_Objective_
Convert every line of the entries below into a JSON list of strings, with one string per line and blank lines omitted.

_Material shown_
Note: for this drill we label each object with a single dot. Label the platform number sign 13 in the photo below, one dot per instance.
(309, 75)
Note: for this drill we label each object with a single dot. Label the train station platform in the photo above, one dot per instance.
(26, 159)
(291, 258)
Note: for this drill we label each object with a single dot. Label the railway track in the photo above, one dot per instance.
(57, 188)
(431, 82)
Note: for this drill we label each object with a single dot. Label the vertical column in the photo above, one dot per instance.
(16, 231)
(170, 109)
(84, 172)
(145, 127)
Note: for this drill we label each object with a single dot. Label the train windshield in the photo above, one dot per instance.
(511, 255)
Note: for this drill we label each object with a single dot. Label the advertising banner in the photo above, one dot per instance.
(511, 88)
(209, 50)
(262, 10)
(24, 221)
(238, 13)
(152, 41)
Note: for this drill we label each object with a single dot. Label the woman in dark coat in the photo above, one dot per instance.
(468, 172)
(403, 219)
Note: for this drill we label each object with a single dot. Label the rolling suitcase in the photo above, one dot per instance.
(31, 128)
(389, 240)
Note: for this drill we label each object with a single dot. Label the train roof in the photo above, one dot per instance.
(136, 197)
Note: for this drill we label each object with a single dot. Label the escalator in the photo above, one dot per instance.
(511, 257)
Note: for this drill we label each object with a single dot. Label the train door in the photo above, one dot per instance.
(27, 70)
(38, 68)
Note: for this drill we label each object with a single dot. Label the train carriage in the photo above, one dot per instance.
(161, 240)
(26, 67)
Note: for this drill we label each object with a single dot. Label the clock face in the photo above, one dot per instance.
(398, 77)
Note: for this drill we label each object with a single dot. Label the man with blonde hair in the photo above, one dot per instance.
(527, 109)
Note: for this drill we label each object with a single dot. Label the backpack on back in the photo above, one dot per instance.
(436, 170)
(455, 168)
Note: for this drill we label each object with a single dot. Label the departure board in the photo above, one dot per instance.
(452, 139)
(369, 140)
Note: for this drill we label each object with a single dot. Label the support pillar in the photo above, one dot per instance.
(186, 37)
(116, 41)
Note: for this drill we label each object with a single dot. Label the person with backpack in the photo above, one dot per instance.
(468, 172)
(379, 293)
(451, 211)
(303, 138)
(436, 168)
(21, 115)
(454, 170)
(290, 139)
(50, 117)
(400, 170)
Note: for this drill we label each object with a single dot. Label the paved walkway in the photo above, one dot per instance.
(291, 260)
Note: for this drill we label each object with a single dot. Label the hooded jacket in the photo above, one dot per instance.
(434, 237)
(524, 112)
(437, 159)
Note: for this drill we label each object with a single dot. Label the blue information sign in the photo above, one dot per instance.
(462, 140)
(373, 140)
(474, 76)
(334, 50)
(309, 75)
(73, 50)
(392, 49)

_Finished exercise_
[
  "Note: for this drill we label each object with a single dot. Label the platform number sign 13 in the photo below, one dot per instance.",
  "(309, 75)",
  "Note: for this drill we label each object with a single dot. Label the train station platform in the photo above, one dot per instance.",
  "(26, 159)",
  "(291, 258)",
  "Note: for this drill we label each object with a single dot. Label the railway track in the photo above, one dot per instance.",
  "(57, 188)",
  "(431, 82)",
  "Note: for this drill we label each object with a single dot. Label the vertical column in the photo above, one dot per instance.",
  "(16, 231)",
  "(170, 109)",
  "(84, 172)",
  "(145, 127)",
  "Note: for this drill we label each object with a single dot. Label the train windshield in the photo above, one dot per instance.",
  "(511, 255)",
  "Note: for this drill we label each object with a single dot. Label the advertising banner in the photo above, one dot per instance.",
  "(511, 88)",
  "(209, 50)",
  "(262, 10)",
  "(24, 221)",
  "(238, 13)",
  "(152, 41)",
  "Note: for this drill we label each object with a single dot. Label the woman in dark coat in the photo above, one dot per instance.",
  "(468, 172)",
  "(403, 219)",
  "Note: for this drill we label each object with a single dot. Label the rolling suitcase in the photo above, one dot per instance.",
  "(31, 128)",
  "(389, 240)",
  "Note: for this drill we label each object with a single dot. Label the train roof in the photo above, one dot per instance.",
  "(136, 197)",
  "Note: for this drill we label each object with a single dot. Label the escalator in the photo above, one dot per instance.",
  "(511, 257)",
  "Note: for this drill we label each object with a single dot. Label the train door in the photo above, one dot per instance.",
  "(27, 70)",
  "(38, 68)",
  "Note: for this drill we label each object with a single dot. Label the train carriage in the photo above, one dot per instance.",
  "(161, 240)",
  "(26, 67)",
  "Note: for this drill we label each object with a single dot. Label the clock face in the photo above, one dot per instance.",
  "(398, 77)",
  "Note: for this drill we label each object with a single dot. Label the man with blonde hair in the photo above, one dot per instance.",
  "(527, 109)",
  "Note: for this drill we label each object with a single dot. Label the backpack on back in the photo above, one dot per instance.",
  "(436, 170)",
  "(455, 168)",
  "Note: for this drill we label each object with a single dot. Label the departure board in the photo above, one dot per instance.",
  "(452, 139)",
  "(369, 140)",
  "Note: for this drill we label each object with a single dot. Label the support pillar in the photo above, one dot per instance.",
  "(186, 37)",
  "(116, 41)",
  "Note: for this drill we label each object with a single dot. Label the person with backpack in the photo above, one dot per instance.",
  "(468, 172)",
  "(379, 293)",
  "(451, 211)",
  "(303, 138)",
  "(436, 168)",
  "(21, 115)",
  "(454, 170)",
  "(290, 139)",
  "(50, 117)",
  "(400, 170)",
  "Note: for this drill we label each object with a single dot. Label the paved walkway in the photo above, one dot per instance.",
  "(291, 260)",
  "Note: for this drill we label each object with a single dot. Label the hooded jacket in the photo above, one dot per instance.",
  "(434, 237)",
  "(524, 112)",
  "(437, 159)",
  "Note: for this drill we label each object with a single dot. Label the blue information sign in the photo above, one dot per instance.",
  "(462, 140)",
  "(373, 140)",
  "(474, 76)",
  "(334, 50)",
  "(309, 75)",
  "(73, 50)",
  "(392, 49)"
]